— Begin —

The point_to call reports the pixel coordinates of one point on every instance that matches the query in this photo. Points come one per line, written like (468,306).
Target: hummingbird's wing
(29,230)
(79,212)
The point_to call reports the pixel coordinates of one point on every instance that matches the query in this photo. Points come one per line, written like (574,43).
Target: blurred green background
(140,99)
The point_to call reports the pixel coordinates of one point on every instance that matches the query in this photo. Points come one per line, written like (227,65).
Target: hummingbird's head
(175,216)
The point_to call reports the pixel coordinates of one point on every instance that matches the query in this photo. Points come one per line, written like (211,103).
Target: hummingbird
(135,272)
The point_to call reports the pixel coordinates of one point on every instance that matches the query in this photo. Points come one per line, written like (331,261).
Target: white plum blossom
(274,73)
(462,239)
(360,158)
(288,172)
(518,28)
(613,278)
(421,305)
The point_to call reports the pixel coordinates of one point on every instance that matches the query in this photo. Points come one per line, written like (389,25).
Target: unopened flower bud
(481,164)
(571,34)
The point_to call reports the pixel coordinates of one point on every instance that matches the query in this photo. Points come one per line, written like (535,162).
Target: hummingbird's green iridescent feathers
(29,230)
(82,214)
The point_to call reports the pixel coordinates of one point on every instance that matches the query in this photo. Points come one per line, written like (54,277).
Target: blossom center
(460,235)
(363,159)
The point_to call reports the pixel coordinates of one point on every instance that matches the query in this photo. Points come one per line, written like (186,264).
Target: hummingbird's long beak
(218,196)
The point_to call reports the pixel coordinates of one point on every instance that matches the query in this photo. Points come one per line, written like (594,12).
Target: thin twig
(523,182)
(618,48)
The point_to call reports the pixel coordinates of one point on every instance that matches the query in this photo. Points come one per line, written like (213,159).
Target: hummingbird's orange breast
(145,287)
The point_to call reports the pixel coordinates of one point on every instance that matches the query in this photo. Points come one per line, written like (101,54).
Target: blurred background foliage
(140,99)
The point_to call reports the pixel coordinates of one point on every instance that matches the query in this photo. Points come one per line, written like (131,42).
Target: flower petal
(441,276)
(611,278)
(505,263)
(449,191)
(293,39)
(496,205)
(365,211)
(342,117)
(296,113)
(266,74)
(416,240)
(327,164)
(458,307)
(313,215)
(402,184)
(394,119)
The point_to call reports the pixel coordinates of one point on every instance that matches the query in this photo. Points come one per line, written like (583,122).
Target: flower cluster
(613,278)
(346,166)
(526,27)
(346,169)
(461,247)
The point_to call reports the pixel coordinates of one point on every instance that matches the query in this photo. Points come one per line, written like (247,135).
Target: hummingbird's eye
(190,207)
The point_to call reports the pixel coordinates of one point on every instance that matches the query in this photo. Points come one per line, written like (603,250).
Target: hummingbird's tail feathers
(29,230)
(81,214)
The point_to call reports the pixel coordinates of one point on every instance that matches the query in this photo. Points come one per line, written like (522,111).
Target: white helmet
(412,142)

— End —

> **REQUIRED TASK**:
Reproduce every entry above word for word, without changing anything.

> **WRITTEN ANSWER**:
The point_to call reports the pixel coordinates of one point on every instance that matches the query in this photo. Points come one per line, written like (468,306).
Target: hummingbird's wing
(29,230)
(79,212)
The point_to call reports the pixel coordinates of one point on every instance that matches the query in this photo. Points come one per line, written like (574,43).
Target: blurred green background
(140,99)
The point_to call reports the pixel coordinates of one point on every instance that matches the query in this photo. Points come one per line, written like (227,65).
Target: hummingbird's head
(175,216)
The point_to call reports the pixel coordinates of one point on every instance that matches the query in this photo. Points come one per line, written like (211,103).
Target: hummingbird
(135,272)
The point_to call reports the pixel coordinates of one point on every instance that matches the query in this photo. Points come one per line, written like (331,261).
Target: white plum blossom
(274,73)
(462,239)
(360,158)
(288,172)
(518,28)
(613,278)
(421,305)
The point_to call reports the pixel coordinates of one point on every instance that matches the query in this photo. Points come one per line, written like (389,25).
Target: unopened flower bud
(481,164)
(571,34)
The point_to call reports the pixel coordinates of one point on every instance that matches the query in this photo. Points come one per line, written like (535,162).
Target: hummingbird's green iridescent feathers
(29,230)
(82,214)
The point_to call reports the pixel coordinates of one point on every instance that matches the query in this photo. Points come one per line, written like (54,277).
Target: blossom center
(460,235)
(363,159)
The point_to call reports the pixel coordinates of one point on every instance that matches the query in this photo. Points come one per line, written like (186,264).
Target: hummingbird's long beak
(218,196)
The point_to call reports the pixel coordinates of one point on every instance that matches the query in this photo. Points come one per line, written like (594,12).
Target: thin twig
(523,182)
(618,48)
The point_to call reports the pixel coordinates of one point on every instance that matches the query in this photo. Points come one per line, written like (213,159).
Target: hummingbird's orange breast
(145,287)
The point_to call reports the pixel coordinates of one point on every instance that matches the query in this photo. Points come one per line, written like (101,54).
Target: blurred background foliage
(140,99)
The point_to call reports the pixel coordinates of one point on every instance that matches the query in this photo. Points come one per line, written like (131,42).
Target: flower petal
(441,276)
(611,278)
(505,263)
(449,191)
(293,39)
(496,205)
(365,211)
(342,117)
(296,113)
(266,74)
(416,240)
(327,164)
(458,307)
(313,215)
(402,184)
(394,119)
The point_to call reports the pixel coordinates of one point on every instance that matches the query in this photo. Points come one per line, written like (583,122).
Target: flower cluster
(613,278)
(346,166)
(526,27)
(346,169)
(461,247)
The point_to call reports the pixel coordinates of one point on every instance that matches the query in this photo. Points come one per line, written like (247,135).
Target: hummingbird's eye
(190,207)
The point_to call reports the pixel coordinates of one point on every instance that matches the query in this photo. Points come one per line, written like (603,250).
Target: hummingbird's tail feathers
(29,230)
(81,214)
The point_to call reports the pixel coordinates of one point on every instance that matches the query in this photo. Points come one per line, written like (522,111).
Target: white helmet
(412,142)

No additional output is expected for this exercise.